* _WORK INSTRUCTION_
Copy the rows from the line containing "An <instance> block ends" through the line containing "box: [342, 230, 399, 305]", keeping every character the same and including both of those lines.

* _DATA IN THIS EXERCISE_
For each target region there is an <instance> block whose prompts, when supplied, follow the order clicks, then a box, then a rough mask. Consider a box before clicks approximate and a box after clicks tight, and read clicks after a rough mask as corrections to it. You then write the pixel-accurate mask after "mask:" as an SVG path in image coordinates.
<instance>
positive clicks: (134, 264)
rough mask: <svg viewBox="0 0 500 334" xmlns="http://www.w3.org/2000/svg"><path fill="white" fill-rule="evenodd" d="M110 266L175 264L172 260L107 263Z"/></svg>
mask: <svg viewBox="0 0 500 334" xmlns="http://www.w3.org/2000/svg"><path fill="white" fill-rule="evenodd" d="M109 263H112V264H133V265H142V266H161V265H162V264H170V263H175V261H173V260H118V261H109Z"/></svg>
--
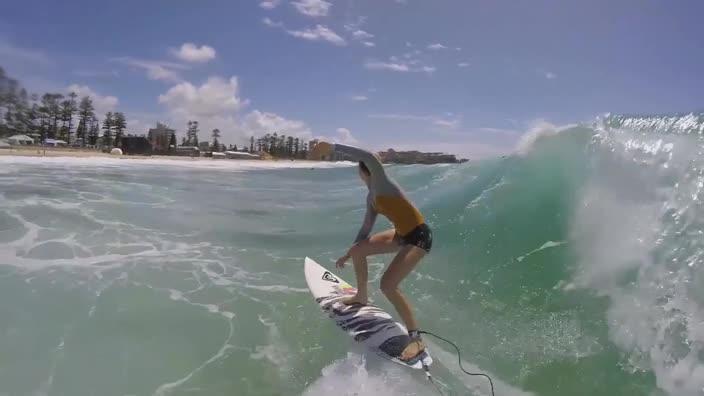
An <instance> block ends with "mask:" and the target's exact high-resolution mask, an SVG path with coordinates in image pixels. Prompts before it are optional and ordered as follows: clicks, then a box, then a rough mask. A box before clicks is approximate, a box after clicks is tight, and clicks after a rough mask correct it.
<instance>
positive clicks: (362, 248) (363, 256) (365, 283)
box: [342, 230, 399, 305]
* * *
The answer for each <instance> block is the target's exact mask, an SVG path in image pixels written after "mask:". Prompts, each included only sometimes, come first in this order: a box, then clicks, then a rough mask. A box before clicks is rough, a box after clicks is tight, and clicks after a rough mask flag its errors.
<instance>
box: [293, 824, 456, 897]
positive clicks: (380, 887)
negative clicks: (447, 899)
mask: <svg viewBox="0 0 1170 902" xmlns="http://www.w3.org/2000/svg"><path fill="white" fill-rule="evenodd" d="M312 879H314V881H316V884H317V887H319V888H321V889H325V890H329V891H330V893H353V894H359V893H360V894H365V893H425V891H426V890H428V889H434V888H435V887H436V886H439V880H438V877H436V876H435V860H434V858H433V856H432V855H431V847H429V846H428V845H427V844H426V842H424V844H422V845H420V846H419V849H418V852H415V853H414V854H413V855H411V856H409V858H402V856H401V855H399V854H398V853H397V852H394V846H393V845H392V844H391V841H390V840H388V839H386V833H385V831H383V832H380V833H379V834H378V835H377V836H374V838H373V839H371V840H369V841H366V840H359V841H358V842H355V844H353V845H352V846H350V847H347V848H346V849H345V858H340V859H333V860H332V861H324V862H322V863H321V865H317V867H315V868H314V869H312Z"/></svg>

* _ANSWER SECTION_
An <instance> block ends with "mask:" and the target's exact high-resolution mask, an SVG path with coordinates in image pixels. Prompts before it are optional and ordered as follows: clicks, then a box, then a rough mask. A box before clicks is approximate, a box after clicks is tight, and clicks after a rough mask correct it.
<instance>
positive clicks: (362, 248) (363, 256) (365, 283)
box: [342, 230, 399, 305]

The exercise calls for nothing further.